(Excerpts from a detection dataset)
* * *
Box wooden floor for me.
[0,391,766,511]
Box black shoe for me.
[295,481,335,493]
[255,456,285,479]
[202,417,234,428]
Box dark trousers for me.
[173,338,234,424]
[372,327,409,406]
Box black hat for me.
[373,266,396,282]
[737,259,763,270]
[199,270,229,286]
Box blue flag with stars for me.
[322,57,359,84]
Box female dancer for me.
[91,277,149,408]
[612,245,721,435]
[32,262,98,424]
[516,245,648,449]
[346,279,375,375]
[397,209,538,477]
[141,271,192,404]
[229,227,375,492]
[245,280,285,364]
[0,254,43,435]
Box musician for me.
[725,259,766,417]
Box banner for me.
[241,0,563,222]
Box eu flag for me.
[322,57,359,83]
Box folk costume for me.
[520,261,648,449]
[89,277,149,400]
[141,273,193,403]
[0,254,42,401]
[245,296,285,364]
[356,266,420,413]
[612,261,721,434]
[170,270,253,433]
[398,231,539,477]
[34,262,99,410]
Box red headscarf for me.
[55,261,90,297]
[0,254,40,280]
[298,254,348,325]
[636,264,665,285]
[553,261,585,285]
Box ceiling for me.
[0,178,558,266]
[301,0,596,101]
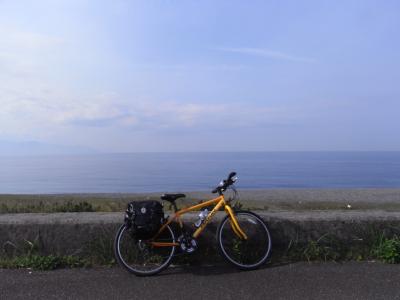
* * *
— GIVEN INSTRUCTION —
Count the lines of the data that contain the string "flag", treating uppercase and lowercase as different, and give only the number.

— SOLVED EXERCISE —
2